• GOAL:
Can you find every line in the material below that contains the string "left" and copy each one out?
##### TASK DATA
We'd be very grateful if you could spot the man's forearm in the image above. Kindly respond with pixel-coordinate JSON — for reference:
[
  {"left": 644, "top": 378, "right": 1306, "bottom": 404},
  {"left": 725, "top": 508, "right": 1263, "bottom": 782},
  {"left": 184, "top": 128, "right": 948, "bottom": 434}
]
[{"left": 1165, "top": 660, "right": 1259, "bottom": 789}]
##########
• COMPLETED EXERCISE:
  {"left": 644, "top": 378, "right": 1306, "bottom": 404},
  {"left": 725, "top": 508, "right": 1263, "bottom": 782},
  {"left": 184, "top": 128, "right": 948, "bottom": 434}
[{"left": 1165, "top": 660, "right": 1259, "bottom": 789}]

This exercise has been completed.